▶ [Problem details]
Beginning with the first line, copy out each line of the material until the line containing "left=28, top=121, right=279, bottom=157" has been copied as well.

*** Supplied entries ***

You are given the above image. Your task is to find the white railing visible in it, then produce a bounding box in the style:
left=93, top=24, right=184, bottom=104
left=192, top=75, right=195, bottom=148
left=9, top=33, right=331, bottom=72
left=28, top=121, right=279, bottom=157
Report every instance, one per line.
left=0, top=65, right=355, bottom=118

*** End of Supplied entries ***

▶ [Task output]
You are given the above image. Your task is to find the white railing visible in it, then produce a bounding box in the style:
left=93, top=24, right=184, bottom=104
left=192, top=75, right=195, bottom=148
left=9, top=33, right=331, bottom=72
left=28, top=121, right=279, bottom=157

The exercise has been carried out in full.